= Problem details =
Please return every record below exactly as it stands.

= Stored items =
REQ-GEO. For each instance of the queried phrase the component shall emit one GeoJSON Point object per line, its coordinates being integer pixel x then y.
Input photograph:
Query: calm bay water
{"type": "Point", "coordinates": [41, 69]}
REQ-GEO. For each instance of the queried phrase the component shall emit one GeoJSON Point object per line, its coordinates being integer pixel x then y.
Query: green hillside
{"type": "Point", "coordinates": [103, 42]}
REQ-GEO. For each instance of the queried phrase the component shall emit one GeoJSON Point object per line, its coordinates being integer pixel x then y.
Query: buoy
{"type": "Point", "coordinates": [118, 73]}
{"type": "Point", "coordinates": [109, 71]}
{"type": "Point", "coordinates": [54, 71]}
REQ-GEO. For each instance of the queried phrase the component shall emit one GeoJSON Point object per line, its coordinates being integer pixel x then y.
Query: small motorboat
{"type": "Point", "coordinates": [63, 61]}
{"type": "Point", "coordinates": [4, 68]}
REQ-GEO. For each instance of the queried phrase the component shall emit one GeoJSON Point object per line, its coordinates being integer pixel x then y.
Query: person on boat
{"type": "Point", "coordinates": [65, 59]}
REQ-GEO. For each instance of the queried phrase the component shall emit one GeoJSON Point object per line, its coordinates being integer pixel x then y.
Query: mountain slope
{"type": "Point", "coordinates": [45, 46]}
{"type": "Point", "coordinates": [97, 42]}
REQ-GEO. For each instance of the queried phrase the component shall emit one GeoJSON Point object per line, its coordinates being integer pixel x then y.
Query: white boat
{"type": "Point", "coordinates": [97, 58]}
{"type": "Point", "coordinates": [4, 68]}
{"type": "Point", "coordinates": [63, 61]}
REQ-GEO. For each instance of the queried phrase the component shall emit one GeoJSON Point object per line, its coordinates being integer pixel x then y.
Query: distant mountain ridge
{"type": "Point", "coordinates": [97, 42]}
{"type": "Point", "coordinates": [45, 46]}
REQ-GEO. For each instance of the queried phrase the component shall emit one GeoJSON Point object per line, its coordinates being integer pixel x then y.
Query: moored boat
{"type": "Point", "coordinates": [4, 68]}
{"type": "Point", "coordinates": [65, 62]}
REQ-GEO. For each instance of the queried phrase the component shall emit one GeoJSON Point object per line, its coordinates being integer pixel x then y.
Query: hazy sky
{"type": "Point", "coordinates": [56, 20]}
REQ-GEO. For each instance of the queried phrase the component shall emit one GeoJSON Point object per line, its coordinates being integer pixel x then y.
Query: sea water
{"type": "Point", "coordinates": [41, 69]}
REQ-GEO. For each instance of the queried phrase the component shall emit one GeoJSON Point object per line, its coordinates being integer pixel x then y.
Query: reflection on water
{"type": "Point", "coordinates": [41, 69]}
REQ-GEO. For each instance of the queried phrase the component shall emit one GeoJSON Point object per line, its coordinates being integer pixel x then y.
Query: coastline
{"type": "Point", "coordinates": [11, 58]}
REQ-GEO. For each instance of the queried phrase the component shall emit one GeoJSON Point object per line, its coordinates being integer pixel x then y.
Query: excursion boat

= Answer to this exercise =
REQ-GEO. For each instance of the queried phrase the component shall emit one GeoJSON Point object per line, its coordinates being integer pixel x then y.
Input photograph:
Query: calm bay water
{"type": "Point", "coordinates": [41, 69]}
REQ-GEO. For each instance of the queried phrase the component shall emit one GeoJSON Point object per line, its coordinates being integer pixel x then y.
Query: green hillside
{"type": "Point", "coordinates": [103, 42]}
REQ-GEO. For each instance of the queried phrase the component shall emit one GeoJSON Point object per line, its coordinates being integer pixel x then y.
Query: buoy
{"type": "Point", "coordinates": [118, 73]}
{"type": "Point", "coordinates": [109, 71]}
{"type": "Point", "coordinates": [54, 71]}
REQ-GEO. For each instance of the queried phrase the component shall emit one GeoJSON Point object per line, its coordinates being integer pixel x then y.
Query: small motorboat
{"type": "Point", "coordinates": [63, 61]}
{"type": "Point", "coordinates": [4, 68]}
REQ-GEO. For each instance of the queried phrase the component shall emit one GeoJSON Point object per line, its coordinates being integer pixel x then y.
Query: person on boat
{"type": "Point", "coordinates": [65, 59]}
REQ-GEO. For each instance of the queried phrase the component shall emit one GeoJSON Point object per line, its coordinates being integer pixel x then y.
Query: mountain slope
{"type": "Point", "coordinates": [45, 46]}
{"type": "Point", "coordinates": [97, 42]}
REQ-GEO. For each instance of the queried phrase the component shall emit one GeoJSON Point object per line, its coordinates being integer pixel x then y.
Query: white boat
{"type": "Point", "coordinates": [97, 58]}
{"type": "Point", "coordinates": [4, 68]}
{"type": "Point", "coordinates": [63, 61]}
REQ-GEO. For each instance of the queried phrase the component shall emit one GeoJSON Point object per line, its coordinates being integer pixel x then y.
Query: distant mountain ridge
{"type": "Point", "coordinates": [97, 42]}
{"type": "Point", "coordinates": [45, 46]}
REQ-GEO. For each instance of the queried phrase the component shall emit one GeoJSON Point object per line, its coordinates being integer pixel x then y.
Query: moored boat
{"type": "Point", "coordinates": [4, 68]}
{"type": "Point", "coordinates": [65, 62]}
REQ-GEO. For each instance of the queried phrase the component shall emit one GeoJSON Point object per line, its coordinates being integer pixel x then y.
Query: hazy sky
{"type": "Point", "coordinates": [56, 20]}
REQ-GEO. For each instance of the queried phrase the component shall emit one GeoJSON Point object per line, its coordinates being integer pixel x then y.
Query: sea water
{"type": "Point", "coordinates": [41, 69]}
REQ-GEO. For each instance of the queried phrase the component shall emit one GeoJSON Point object per line, its coordinates being integer pixel x then y.
Query: reflection on water
{"type": "Point", "coordinates": [41, 69]}
REQ-GEO. For each instance of the queried phrase the component shall emit one GeoJSON Point object per line, its coordinates being integer pixel x then y.
Query: coastline
{"type": "Point", "coordinates": [11, 58]}
REQ-GEO. For each instance of the queried phrase the component shall emit one GeoJSON Point object per line, its coordinates being integer pixel x then y.
Query: excursion boat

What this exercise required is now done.